▶ [What is needed]
Write out exactly, with no other output, the lines below from the one that contains "Put a dot on each instance of the metal" through the end.

▶ [Records for processing]
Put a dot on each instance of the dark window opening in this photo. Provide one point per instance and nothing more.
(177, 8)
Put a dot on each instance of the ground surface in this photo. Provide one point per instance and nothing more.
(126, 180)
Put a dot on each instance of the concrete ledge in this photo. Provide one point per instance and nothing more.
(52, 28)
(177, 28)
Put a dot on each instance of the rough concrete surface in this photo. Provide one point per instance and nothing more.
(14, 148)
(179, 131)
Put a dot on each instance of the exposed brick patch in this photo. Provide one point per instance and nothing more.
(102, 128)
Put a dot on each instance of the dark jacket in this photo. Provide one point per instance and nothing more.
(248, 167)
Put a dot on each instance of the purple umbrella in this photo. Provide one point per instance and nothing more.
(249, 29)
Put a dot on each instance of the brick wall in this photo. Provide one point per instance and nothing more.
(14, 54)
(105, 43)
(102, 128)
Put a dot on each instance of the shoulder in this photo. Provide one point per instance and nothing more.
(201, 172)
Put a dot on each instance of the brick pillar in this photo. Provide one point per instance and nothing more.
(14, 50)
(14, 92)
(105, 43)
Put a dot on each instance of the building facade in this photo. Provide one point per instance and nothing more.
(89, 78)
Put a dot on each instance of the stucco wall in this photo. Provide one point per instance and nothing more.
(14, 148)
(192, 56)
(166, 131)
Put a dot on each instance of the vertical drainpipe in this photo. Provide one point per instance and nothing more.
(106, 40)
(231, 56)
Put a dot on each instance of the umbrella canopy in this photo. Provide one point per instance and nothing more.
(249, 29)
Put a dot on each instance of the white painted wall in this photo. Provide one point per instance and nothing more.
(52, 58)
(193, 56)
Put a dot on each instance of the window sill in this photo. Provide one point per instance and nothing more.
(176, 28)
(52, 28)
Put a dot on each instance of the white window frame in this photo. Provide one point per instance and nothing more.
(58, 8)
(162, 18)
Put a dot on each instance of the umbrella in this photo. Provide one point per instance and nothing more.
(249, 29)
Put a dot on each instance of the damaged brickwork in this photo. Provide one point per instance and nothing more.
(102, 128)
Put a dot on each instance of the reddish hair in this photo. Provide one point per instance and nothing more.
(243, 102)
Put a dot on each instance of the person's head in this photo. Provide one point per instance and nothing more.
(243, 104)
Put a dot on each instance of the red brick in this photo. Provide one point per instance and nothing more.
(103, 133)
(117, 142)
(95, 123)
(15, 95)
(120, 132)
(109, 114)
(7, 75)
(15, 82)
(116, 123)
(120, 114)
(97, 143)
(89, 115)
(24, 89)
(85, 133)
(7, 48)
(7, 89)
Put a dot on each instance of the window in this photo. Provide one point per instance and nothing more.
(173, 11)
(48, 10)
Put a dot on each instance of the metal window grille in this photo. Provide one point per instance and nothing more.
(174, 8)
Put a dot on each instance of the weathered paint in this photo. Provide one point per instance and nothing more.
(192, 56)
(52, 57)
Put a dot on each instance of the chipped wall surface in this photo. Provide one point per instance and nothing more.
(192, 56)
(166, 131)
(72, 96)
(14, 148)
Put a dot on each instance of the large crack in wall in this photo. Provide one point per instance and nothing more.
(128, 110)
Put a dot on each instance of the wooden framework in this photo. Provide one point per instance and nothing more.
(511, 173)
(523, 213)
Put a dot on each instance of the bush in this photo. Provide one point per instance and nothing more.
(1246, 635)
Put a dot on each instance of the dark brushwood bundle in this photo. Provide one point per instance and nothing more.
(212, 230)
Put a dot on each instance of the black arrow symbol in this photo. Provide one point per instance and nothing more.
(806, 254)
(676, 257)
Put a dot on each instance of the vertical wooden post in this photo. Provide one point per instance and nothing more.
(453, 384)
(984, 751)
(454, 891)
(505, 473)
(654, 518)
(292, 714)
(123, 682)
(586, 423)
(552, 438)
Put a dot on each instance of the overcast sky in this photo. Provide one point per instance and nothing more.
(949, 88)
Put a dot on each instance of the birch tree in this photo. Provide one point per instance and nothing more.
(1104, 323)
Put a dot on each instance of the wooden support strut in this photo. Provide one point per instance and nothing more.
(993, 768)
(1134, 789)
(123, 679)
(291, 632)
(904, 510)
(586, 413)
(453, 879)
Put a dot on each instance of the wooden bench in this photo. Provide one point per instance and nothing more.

▶ [Answer]
Put a dot on each instance of the metal window grille in this photo. Provide one point per instance and nothing more.
(174, 8)
Put a dot on each instance of the weathered paint in this photo. Provide one point per instance and nothing more.
(192, 56)
(52, 57)
Put a dot on each instance of the chipped wall surface in this photo. Provide one point per instance and nothing more.
(192, 56)
(166, 131)
(72, 96)
(14, 148)
Put a dot on each instance of the large crack in wall in this photo. Provide one point per instance and nothing more.
(128, 110)
Put a dot on each instance of the wooden framework in this photo. Provide one point per instance and nothing more.
(511, 173)
(523, 213)
Put a dot on each instance of the bush in this photo. Provide one point per instance and nothing more.
(1246, 635)
Put a dot on each instance of the dark brushwood bundle in this photo. Provide one point per instance and nothing more.
(212, 230)
Put a dot on each instance of the black arrow symbol in this photo. Provide one point per instance and nothing more.
(806, 254)
(676, 257)
Put a dot on each instance of the vertical wooden post in this photo. Provide one point per instance and nothing more.
(453, 384)
(984, 751)
(454, 891)
(505, 473)
(654, 518)
(292, 714)
(123, 682)
(586, 423)
(552, 438)
Put a dot on each instance of the overcast sky in this photo. Provide one point per instance and nothing more.
(949, 88)
Put a dot on each instance of the birch tree in this photo. Provide one point per instance and nothing more.
(1104, 323)
Put a dot on each instance of the wooden support strut in this photo. Provide one point per instance and nothing more.
(993, 768)
(1134, 789)
(123, 679)
(291, 632)
(904, 510)
(586, 413)
(453, 879)
Put a dot on each instance of the wooden bench in this photo. Provide one point per instance and nothing more.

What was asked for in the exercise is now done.